#### DATA SECTION
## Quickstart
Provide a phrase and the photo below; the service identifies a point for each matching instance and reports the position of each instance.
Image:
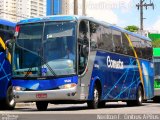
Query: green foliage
(156, 43)
(132, 28)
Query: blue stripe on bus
(45, 84)
(6, 22)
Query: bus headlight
(67, 86)
(18, 88)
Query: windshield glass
(45, 49)
(156, 67)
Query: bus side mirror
(1, 48)
(85, 50)
(8, 44)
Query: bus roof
(74, 17)
(156, 52)
(8, 23)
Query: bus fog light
(18, 88)
(67, 86)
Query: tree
(132, 28)
(156, 43)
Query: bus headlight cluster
(67, 86)
(18, 88)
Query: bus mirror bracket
(8, 44)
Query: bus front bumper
(45, 95)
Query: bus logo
(114, 64)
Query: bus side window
(93, 36)
(116, 35)
(83, 46)
(137, 45)
(127, 49)
(107, 39)
(148, 50)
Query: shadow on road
(74, 107)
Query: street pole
(75, 7)
(141, 14)
(84, 7)
(140, 7)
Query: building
(57, 7)
(15, 10)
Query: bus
(77, 59)
(156, 60)
(6, 94)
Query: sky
(123, 12)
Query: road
(30, 111)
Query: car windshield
(45, 49)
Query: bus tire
(9, 102)
(42, 105)
(101, 104)
(139, 98)
(93, 104)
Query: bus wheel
(93, 104)
(156, 99)
(9, 102)
(139, 98)
(42, 105)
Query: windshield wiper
(32, 65)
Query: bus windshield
(45, 49)
(156, 67)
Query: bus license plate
(41, 95)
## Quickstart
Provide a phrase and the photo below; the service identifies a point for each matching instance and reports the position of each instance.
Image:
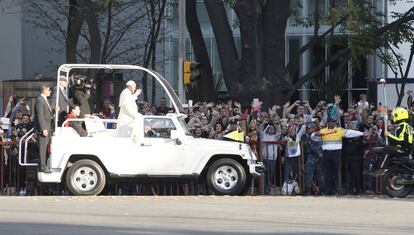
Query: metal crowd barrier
(14, 178)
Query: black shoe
(45, 169)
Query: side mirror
(175, 135)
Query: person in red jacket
(74, 113)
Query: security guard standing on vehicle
(403, 137)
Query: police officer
(313, 151)
(403, 136)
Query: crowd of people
(328, 136)
(333, 136)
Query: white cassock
(128, 113)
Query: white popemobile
(155, 146)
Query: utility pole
(181, 52)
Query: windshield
(170, 90)
(184, 126)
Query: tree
(394, 60)
(95, 32)
(156, 8)
(205, 86)
(261, 70)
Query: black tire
(391, 188)
(226, 177)
(85, 178)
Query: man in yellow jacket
(402, 139)
(332, 151)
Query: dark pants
(43, 143)
(331, 164)
(312, 169)
(369, 180)
(269, 174)
(292, 168)
(353, 171)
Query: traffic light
(191, 72)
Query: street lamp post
(181, 52)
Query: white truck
(154, 147)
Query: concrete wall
(11, 51)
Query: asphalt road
(205, 215)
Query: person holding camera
(82, 97)
(43, 126)
(269, 132)
(62, 107)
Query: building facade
(27, 52)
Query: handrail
(25, 151)
(20, 148)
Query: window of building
(312, 6)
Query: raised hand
(338, 99)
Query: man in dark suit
(82, 97)
(64, 102)
(43, 125)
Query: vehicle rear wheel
(226, 177)
(85, 178)
(392, 187)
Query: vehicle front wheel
(392, 187)
(226, 177)
(85, 178)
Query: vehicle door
(120, 153)
(161, 154)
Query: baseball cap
(131, 83)
(311, 125)
(332, 119)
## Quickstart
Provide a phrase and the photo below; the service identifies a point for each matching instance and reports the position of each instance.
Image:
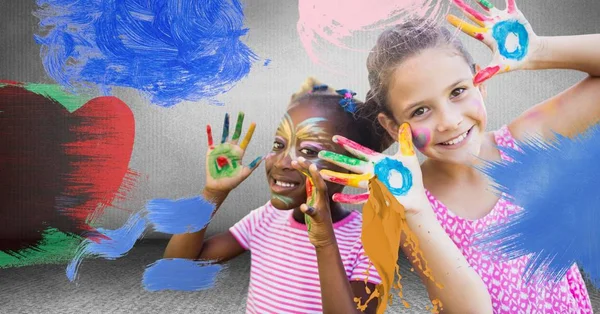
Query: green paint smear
(227, 170)
(69, 101)
(56, 247)
(340, 158)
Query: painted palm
(506, 32)
(400, 173)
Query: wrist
(214, 196)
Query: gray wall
(170, 143)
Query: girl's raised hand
(316, 209)
(400, 173)
(225, 170)
(506, 32)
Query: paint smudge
(384, 222)
(330, 24)
(169, 50)
(114, 244)
(63, 160)
(512, 38)
(556, 184)
(55, 247)
(179, 216)
(180, 275)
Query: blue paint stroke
(171, 50)
(179, 216)
(180, 274)
(501, 31)
(114, 244)
(384, 170)
(557, 185)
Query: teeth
(457, 140)
(285, 184)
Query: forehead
(426, 75)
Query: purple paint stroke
(179, 216)
(556, 184)
(180, 274)
(115, 244)
(171, 50)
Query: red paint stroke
(485, 74)
(350, 198)
(465, 7)
(222, 161)
(59, 169)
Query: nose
(450, 118)
(283, 160)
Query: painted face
(304, 131)
(434, 92)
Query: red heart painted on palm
(59, 169)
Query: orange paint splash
(384, 223)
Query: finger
(355, 148)
(471, 13)
(225, 129)
(352, 164)
(248, 136)
(209, 136)
(350, 198)
(487, 73)
(348, 179)
(469, 29)
(238, 128)
(256, 162)
(405, 140)
(485, 4)
(511, 6)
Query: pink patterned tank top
(509, 292)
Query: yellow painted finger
(348, 179)
(248, 136)
(405, 140)
(466, 27)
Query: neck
(337, 213)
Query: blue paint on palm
(502, 30)
(556, 184)
(386, 168)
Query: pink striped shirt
(283, 275)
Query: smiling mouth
(458, 139)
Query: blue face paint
(384, 171)
(502, 30)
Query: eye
(309, 151)
(420, 111)
(277, 145)
(457, 92)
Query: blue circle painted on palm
(502, 30)
(384, 170)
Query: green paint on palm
(224, 162)
(340, 158)
(486, 4)
(56, 247)
(238, 126)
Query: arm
(337, 292)
(577, 108)
(224, 172)
(462, 289)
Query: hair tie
(348, 101)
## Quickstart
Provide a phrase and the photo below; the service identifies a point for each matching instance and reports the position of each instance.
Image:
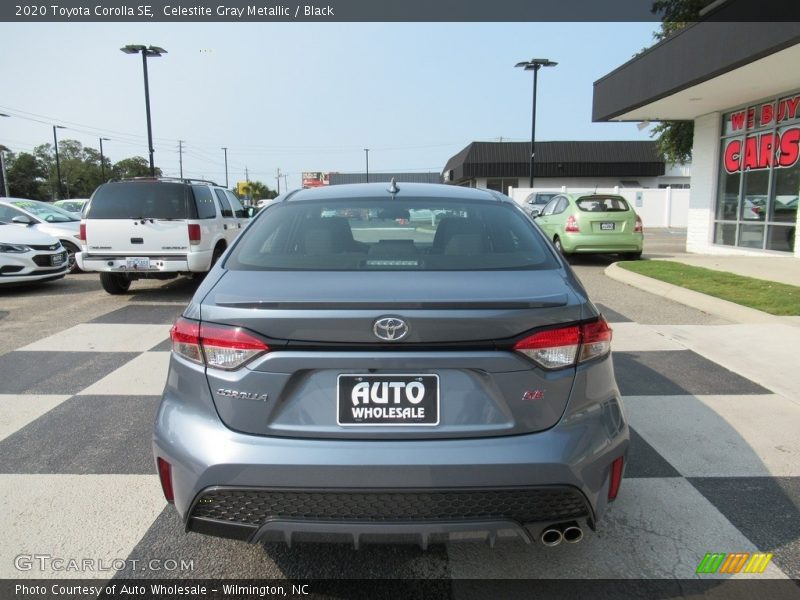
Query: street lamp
(226, 165)
(534, 65)
(58, 163)
(102, 159)
(3, 163)
(146, 51)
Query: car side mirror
(22, 220)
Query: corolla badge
(390, 329)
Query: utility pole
(226, 165)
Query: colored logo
(737, 562)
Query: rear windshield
(602, 204)
(381, 235)
(141, 199)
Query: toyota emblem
(390, 329)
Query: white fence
(657, 207)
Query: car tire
(71, 250)
(114, 283)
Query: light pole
(102, 159)
(3, 164)
(534, 65)
(146, 51)
(58, 163)
(225, 150)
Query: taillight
(194, 234)
(216, 346)
(616, 478)
(572, 225)
(558, 348)
(165, 475)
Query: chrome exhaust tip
(551, 537)
(572, 533)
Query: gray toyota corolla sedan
(388, 362)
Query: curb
(715, 306)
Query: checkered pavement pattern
(714, 468)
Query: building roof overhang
(705, 68)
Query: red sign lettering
(767, 112)
(790, 147)
(787, 108)
(737, 121)
(763, 151)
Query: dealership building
(740, 84)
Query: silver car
(391, 362)
(45, 218)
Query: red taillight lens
(616, 478)
(216, 346)
(165, 475)
(194, 234)
(185, 336)
(558, 348)
(552, 349)
(229, 347)
(572, 225)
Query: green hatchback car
(593, 224)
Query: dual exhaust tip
(570, 533)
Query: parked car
(536, 201)
(28, 255)
(74, 205)
(47, 219)
(157, 228)
(350, 377)
(591, 224)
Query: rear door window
(224, 205)
(140, 200)
(204, 201)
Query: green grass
(770, 297)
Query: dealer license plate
(387, 400)
(137, 262)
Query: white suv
(157, 228)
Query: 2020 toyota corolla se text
(404, 361)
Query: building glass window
(759, 180)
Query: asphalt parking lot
(715, 458)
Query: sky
(307, 96)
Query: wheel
(114, 283)
(71, 250)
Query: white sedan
(28, 256)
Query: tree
(259, 191)
(674, 139)
(26, 176)
(136, 166)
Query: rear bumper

#### REQUIREMENT
Give back all of the material exactly, though without the images it contains.

#### ANSWER BOX
## Quickstart
Provide a phrase and the photo below; the service identifies a point for each matching instance and reports the position of each instance.
Image:
Query: green foliage
(156, 43)
(132, 28)
Query: blue stripe on bus
(45, 84)
(6, 22)
Query: bus headlight
(67, 86)
(18, 88)
Query: windshield glass
(45, 49)
(156, 67)
Query: bus side mirror
(1, 48)
(85, 50)
(8, 44)
Query: bus roof
(74, 17)
(156, 52)
(8, 23)
Query: bus fog light
(18, 88)
(67, 86)
Query: tree
(132, 28)
(156, 43)
Query: bus headlight cluster
(67, 86)
(18, 88)
Query: bus mirror bracket
(8, 44)
Query: bus front bumper
(45, 95)
Query: bus logo
(114, 64)
Query: bus side window
(93, 36)
(116, 35)
(83, 46)
(137, 45)
(127, 49)
(107, 39)
(148, 50)
Query: shadow on road
(74, 107)
Query: street pole
(75, 7)
(141, 14)
(84, 7)
(140, 7)
Query: building
(57, 7)
(15, 10)
Query: bus
(77, 59)
(156, 60)
(6, 94)
Query: sky
(123, 12)
Query: road
(30, 111)
Query: car windshield
(45, 49)
Query: bus tire
(9, 102)
(42, 105)
(101, 104)
(139, 98)
(93, 104)
Query: bus wheel
(93, 104)
(156, 99)
(9, 102)
(139, 98)
(42, 105)
Query: windshield wiper
(32, 65)
Query: bus windshield
(45, 49)
(156, 67)
Query: bus license plate
(41, 95)
## Quickstart
Provide a phrase and the photo below; the service identifies a point for each matching instance and reports the position of each instance.
Image:
Query: metal crowd barrier
(14, 178)
Query: black shoe
(45, 169)
Query: side mirror
(175, 135)
Query: person in red jacket
(74, 113)
Query: security guard standing on vehicle
(403, 137)
Query: police officer
(313, 151)
(403, 136)
Query: crowd of people
(328, 136)
(333, 136)
Query: white cassock
(128, 113)
Query: white popemobile
(155, 146)
Query: utility pole
(181, 52)
Query: windshield
(170, 90)
(184, 126)
Query: tree
(394, 60)
(95, 32)
(156, 8)
(205, 86)
(261, 70)
Query: black tire
(391, 188)
(226, 177)
(85, 178)
Query: man in yellow jacket
(402, 139)
(332, 151)
Query: dark pants
(43, 143)
(331, 164)
(312, 169)
(369, 180)
(269, 174)
(292, 168)
(353, 171)
Query: traffic light
(191, 72)
Query: street lamp post
(181, 52)
Query: white truck
(154, 147)
Query: concrete wall
(11, 51)
Query: asphalt road
(205, 215)
Query: person holding camera
(82, 97)
(43, 126)
(269, 132)
(62, 107)
Query: building facade
(27, 52)
Query: handrail
(25, 151)
(20, 148)
Query: window of building
(312, 6)
Query: raised hand
(338, 99)
Query: man in dark suit
(82, 97)
(64, 102)
(43, 125)
Query: vehicle rear wheel
(226, 177)
(85, 178)
(392, 187)
Query: vehicle front wheel
(392, 187)
(226, 177)
(85, 178)
Query: vehicle door
(120, 153)
(161, 154)
Query: baseball cap
(131, 83)
(311, 125)
(332, 119)
## Quickstart
Provide a phrase and the photo below; the service identifies a point for each matching instance and reports the position of each instance.
Image:
Query: green paint smear
(227, 170)
(69, 101)
(56, 247)
(340, 158)
Query: painted palm
(506, 32)
(400, 173)
Query: wrist
(214, 196)
Query: gray wall
(170, 143)
Query: girl's raised hand
(316, 209)
(400, 173)
(225, 170)
(506, 32)
Query: paint smudge
(384, 222)
(330, 24)
(169, 50)
(114, 244)
(63, 160)
(512, 38)
(556, 184)
(55, 247)
(179, 216)
(180, 275)
Query: blue paint stroke
(171, 50)
(179, 216)
(180, 274)
(501, 31)
(114, 244)
(384, 170)
(557, 185)
Query: teeth
(457, 140)
(285, 184)
Query: forehead
(426, 75)
Query: purple paint stroke
(179, 216)
(556, 184)
(180, 274)
(115, 244)
(171, 50)
Query: red paint stroke
(485, 74)
(350, 198)
(465, 7)
(222, 161)
(59, 169)
Query: nose
(450, 118)
(283, 160)
Query: painted face
(304, 131)
(434, 92)
Query: red heart painted on palm
(59, 169)
Query: orange paint splash
(384, 223)
Query: finger
(355, 148)
(471, 13)
(225, 129)
(352, 164)
(248, 136)
(209, 136)
(350, 198)
(487, 73)
(348, 179)
(469, 29)
(238, 128)
(256, 162)
(405, 140)
(485, 4)
(511, 6)
Query: pink patterned tank top
(509, 292)
Query: yellow painted finger
(348, 179)
(248, 136)
(405, 140)
(466, 27)
Query: neck
(337, 213)
Query: blue paint on palm
(502, 30)
(556, 184)
(386, 168)
Query: pink striped shirt
(283, 275)
Query: smiling mouth
(458, 139)
Query: blue face paint
(384, 171)
(502, 30)
Query: eye
(309, 151)
(420, 111)
(277, 145)
(457, 92)
Query: blue circle painted on palm
(502, 30)
(384, 170)
Query: green paint on palm
(224, 162)
(340, 158)
(486, 4)
(56, 247)
(238, 126)
Query: arm
(337, 292)
(577, 108)
(224, 172)
(462, 289)
Query: hair tie
(348, 101)
## Quickstart
Provide a phrase and the photo below; the service identifies a point for each matching instance and reports the position of each instance.
Image:
Query: street lamp
(226, 165)
(534, 65)
(58, 163)
(102, 159)
(3, 163)
(146, 51)
Query: car side mirror
(22, 220)
Query: corolla badge
(390, 329)
Query: utility pole
(226, 165)
Query: colored logo
(737, 562)
Query: rear windshield
(602, 204)
(381, 235)
(141, 199)
Query: toyota emblem
(390, 329)
Query: white fence
(657, 207)
Query: car tire
(71, 250)
(114, 283)
Query: light pole
(102, 159)
(3, 164)
(534, 65)
(146, 51)
(58, 163)
(225, 150)
Query: taillight
(194, 234)
(216, 346)
(616, 478)
(572, 225)
(558, 348)
(165, 475)
Query: chrome exhaust tip
(551, 537)
(572, 533)
Query: gray toyota corolla sedan
(388, 362)
Query: curb
(715, 306)
Query: checkered pavement pattern
(714, 468)
Query: building roof overhang
(705, 68)
Query: red sign lettering
(767, 112)
(790, 147)
(787, 108)
(737, 121)
(763, 151)
Query: dealership building
(740, 84)
Query: silver car
(391, 362)
(45, 218)
Query: red taillight lens
(616, 478)
(216, 346)
(165, 475)
(194, 234)
(185, 336)
(558, 348)
(552, 349)
(229, 347)
(572, 225)
Query: green hatchback car
(593, 224)
Query: dual exhaust tip
(570, 533)
Query: parked car
(536, 201)
(28, 255)
(74, 205)
(47, 219)
(157, 228)
(350, 377)
(591, 224)
Query: rear door window
(224, 205)
(140, 200)
(204, 201)
Query: green grass
(770, 297)
Query: dealer license plate
(387, 400)
(137, 262)
Query: white suv
(157, 228)
Query: 2020 toyota corolla se text
(404, 361)
Query: building glass window
(759, 180)
Query: asphalt parking lot
(715, 458)
Query: sky
(307, 96)
Query: wheel
(114, 283)
(71, 250)
Query: white sedan
(28, 256)
Query: tree
(259, 191)
(674, 139)
(26, 176)
(136, 166)
Query: rear bumper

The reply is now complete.